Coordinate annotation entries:
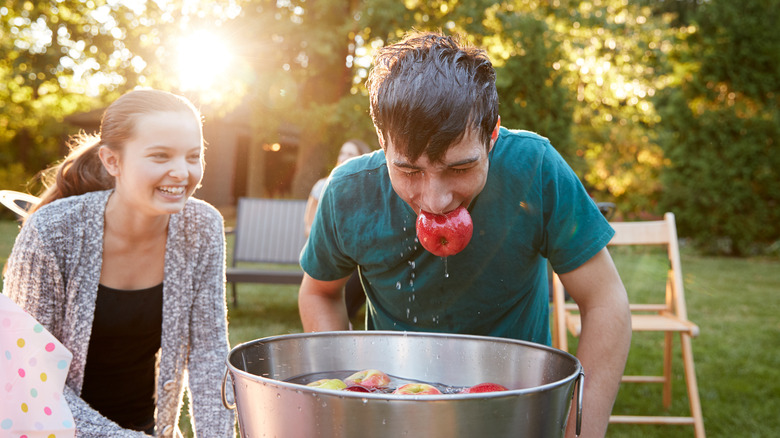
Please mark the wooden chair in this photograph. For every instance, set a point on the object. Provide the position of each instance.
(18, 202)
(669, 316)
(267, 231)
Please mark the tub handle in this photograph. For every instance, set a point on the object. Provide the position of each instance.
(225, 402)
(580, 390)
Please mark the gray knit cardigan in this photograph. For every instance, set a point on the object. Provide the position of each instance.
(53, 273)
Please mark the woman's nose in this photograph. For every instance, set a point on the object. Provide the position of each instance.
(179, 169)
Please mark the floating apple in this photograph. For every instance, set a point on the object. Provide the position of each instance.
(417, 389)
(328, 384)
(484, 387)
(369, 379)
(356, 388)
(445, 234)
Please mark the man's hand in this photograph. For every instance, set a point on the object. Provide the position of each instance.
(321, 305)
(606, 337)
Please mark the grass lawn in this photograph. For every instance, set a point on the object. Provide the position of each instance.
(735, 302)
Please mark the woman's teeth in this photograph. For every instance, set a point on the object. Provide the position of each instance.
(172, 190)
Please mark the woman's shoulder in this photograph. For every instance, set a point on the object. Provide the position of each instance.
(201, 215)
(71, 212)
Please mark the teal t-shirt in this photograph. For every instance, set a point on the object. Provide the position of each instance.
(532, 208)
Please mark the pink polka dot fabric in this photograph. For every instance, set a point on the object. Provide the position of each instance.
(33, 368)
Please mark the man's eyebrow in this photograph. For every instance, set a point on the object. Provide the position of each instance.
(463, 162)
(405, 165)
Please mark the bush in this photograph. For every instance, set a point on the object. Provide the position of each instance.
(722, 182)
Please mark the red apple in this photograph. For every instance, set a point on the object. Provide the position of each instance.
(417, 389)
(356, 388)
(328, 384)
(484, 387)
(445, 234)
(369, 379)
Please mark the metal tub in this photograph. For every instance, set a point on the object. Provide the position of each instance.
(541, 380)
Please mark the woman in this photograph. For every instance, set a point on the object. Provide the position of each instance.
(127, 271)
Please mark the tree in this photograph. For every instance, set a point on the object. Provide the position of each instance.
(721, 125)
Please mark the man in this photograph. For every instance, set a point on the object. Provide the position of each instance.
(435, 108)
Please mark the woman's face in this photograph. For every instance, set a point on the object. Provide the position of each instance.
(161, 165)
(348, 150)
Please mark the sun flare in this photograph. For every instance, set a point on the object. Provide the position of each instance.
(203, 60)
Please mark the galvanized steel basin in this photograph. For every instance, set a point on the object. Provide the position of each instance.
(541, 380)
---
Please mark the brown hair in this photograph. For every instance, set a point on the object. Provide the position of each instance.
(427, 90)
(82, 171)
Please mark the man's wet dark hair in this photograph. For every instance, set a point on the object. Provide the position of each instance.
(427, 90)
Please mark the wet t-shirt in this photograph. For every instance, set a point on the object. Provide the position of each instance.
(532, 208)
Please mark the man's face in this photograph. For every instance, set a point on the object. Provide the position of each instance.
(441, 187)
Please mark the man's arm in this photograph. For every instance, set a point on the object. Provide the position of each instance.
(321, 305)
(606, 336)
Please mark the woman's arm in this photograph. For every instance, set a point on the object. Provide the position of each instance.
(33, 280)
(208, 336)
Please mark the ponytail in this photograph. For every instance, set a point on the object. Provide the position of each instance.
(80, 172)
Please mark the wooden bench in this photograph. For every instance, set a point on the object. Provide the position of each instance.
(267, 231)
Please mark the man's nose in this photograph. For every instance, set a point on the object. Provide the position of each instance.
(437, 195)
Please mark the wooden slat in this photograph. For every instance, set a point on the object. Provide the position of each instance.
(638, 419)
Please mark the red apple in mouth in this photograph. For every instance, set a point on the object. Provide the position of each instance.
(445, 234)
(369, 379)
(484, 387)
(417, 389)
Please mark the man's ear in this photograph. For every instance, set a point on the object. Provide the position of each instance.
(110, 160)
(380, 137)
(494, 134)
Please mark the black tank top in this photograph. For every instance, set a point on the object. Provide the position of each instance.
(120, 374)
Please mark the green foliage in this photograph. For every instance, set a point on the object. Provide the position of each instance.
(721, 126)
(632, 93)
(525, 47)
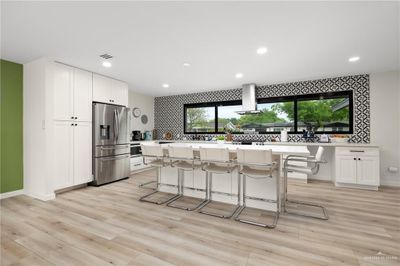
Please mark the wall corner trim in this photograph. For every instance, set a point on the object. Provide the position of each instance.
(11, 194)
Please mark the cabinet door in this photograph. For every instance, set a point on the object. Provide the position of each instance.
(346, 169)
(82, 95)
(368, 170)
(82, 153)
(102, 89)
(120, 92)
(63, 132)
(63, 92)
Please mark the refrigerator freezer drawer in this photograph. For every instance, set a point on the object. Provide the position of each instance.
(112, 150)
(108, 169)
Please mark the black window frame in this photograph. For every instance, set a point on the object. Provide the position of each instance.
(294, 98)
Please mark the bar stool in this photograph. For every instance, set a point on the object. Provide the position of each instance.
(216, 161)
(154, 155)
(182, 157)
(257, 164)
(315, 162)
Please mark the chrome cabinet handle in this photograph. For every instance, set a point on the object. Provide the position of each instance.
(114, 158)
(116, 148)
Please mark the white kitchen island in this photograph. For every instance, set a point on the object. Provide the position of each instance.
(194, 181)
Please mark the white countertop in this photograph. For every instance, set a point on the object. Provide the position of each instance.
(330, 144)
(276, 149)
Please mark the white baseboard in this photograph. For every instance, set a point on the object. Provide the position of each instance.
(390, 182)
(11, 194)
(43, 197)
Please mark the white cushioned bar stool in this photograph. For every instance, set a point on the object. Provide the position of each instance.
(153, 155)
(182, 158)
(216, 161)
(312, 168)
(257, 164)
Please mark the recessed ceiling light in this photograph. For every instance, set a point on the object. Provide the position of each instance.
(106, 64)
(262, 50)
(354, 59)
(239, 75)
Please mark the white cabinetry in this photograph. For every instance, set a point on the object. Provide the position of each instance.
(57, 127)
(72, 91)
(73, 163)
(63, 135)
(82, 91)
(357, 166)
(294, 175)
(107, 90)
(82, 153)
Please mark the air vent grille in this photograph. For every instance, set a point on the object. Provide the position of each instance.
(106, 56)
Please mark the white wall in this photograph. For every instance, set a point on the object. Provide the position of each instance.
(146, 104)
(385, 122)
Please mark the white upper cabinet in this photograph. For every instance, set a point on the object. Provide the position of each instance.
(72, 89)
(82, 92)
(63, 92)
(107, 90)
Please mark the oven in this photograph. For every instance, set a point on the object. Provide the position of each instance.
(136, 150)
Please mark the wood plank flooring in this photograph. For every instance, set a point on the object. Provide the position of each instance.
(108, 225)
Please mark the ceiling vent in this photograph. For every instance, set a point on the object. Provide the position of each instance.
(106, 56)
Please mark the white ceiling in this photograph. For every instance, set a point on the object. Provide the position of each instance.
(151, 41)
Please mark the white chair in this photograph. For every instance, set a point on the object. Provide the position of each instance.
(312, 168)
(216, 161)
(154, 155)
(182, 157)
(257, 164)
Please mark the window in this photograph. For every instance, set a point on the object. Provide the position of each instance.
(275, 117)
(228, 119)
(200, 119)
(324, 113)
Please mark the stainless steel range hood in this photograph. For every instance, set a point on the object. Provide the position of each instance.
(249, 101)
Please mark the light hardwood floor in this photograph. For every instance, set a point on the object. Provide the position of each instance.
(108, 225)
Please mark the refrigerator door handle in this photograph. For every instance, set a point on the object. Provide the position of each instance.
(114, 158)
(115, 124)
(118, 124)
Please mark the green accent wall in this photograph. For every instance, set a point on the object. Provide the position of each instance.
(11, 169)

Exercise goal:
Tally the lines in the entries above that contain the string "woman". Reply with the number alone.

Result:
6